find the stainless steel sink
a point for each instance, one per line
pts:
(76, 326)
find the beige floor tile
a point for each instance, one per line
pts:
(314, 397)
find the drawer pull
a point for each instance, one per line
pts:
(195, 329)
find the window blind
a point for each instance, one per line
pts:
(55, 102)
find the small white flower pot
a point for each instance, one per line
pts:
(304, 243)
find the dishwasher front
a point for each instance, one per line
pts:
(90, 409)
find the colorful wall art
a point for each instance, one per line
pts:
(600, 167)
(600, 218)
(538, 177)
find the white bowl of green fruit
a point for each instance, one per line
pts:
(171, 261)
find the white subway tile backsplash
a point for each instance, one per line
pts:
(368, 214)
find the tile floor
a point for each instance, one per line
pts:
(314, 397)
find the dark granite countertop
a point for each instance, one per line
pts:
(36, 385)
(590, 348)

-=-=-=-=-

**WORK INSTRUCTIONS**
Give the lines of the items above as a numbered list, from the line containing "find the white subway tile backsplash" through the end of the items, both ends included and blank lines left out.

**COMPLETED EXERCISE**
1. find the white subway tile backsplash
2. a point for each instance, one per line
3. pts:
4. (368, 214)
5. find the tile floor
6. a point for each instance, one per line
7. pts:
8. (314, 397)
9. find the dark granite countertop
10. a point for each instance, one per line
11. pts:
12. (36, 385)
13. (590, 348)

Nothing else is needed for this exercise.